*What is being asked*:
Exclude all pictures, then restate the entries below word for word.

*Extracted records*:
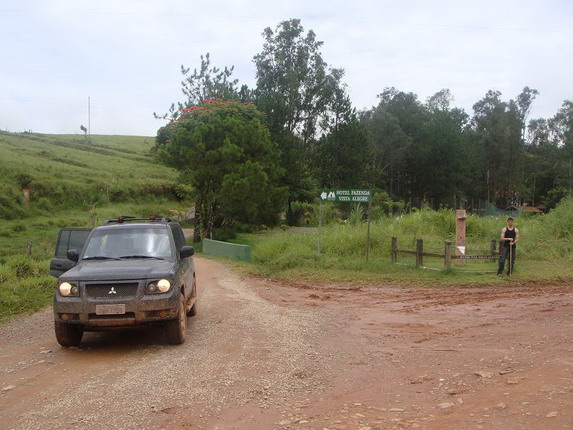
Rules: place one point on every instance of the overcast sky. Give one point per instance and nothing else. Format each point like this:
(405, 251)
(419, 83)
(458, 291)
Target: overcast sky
(126, 55)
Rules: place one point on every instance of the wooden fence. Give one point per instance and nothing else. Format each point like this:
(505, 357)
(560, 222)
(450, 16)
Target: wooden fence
(446, 256)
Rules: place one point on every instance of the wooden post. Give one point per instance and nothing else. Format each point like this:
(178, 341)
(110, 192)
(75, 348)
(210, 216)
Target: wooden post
(460, 235)
(368, 232)
(448, 255)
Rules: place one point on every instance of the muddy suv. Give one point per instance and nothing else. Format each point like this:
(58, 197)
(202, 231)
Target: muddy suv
(128, 272)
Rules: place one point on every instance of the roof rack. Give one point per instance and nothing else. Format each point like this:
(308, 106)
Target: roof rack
(122, 219)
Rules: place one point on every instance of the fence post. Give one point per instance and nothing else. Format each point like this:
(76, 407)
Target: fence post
(448, 255)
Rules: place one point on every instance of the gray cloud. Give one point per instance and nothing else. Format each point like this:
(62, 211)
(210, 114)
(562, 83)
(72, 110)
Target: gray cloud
(126, 55)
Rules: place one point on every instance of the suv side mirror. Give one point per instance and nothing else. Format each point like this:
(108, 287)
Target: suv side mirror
(186, 251)
(73, 255)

*Answer space*:
Rules: place one point on every instance of the overcast sky. Give one point per instance and nothing else. Format each point like this:
(405, 251)
(419, 83)
(458, 291)
Target: overcast sky
(126, 55)
Rules: place one point on every instance of the wooden fence. Give one point per instance and nothing else. Format each point like this:
(505, 357)
(560, 222)
(450, 16)
Target: wooden fence
(446, 256)
Rules: place one point on every instance of the wooden post. Give one point per instance and nothing else. Format each point like this:
(178, 341)
(110, 192)
(75, 348)
(210, 216)
Target: wooden post
(460, 235)
(368, 232)
(448, 255)
Rules: place one point on every instance of the muddy suv. Give one point per instance and nothing else. Format each point like this:
(58, 197)
(202, 231)
Target: muddy suv
(128, 272)
Rules: place one point on every instance of the roof rack. Give one point per instance and nothing else. Format each point like this:
(308, 106)
Target: roof rack
(122, 219)
Rules: place one point on every instance of the fence post. Give one point per instance and nothing else. Format each point like this:
(76, 407)
Target: fence post
(448, 255)
Rules: place one point on every instance of the gray cloud. Give one point per instance and nothing else. Format each point like this:
(62, 211)
(210, 114)
(562, 83)
(72, 110)
Target: gray cloud
(126, 55)
Rules: place one point on every instance of the suv side mirror. Give one point per instance and nothing else. Format each point like this:
(108, 287)
Target: suv side mirror
(186, 251)
(73, 255)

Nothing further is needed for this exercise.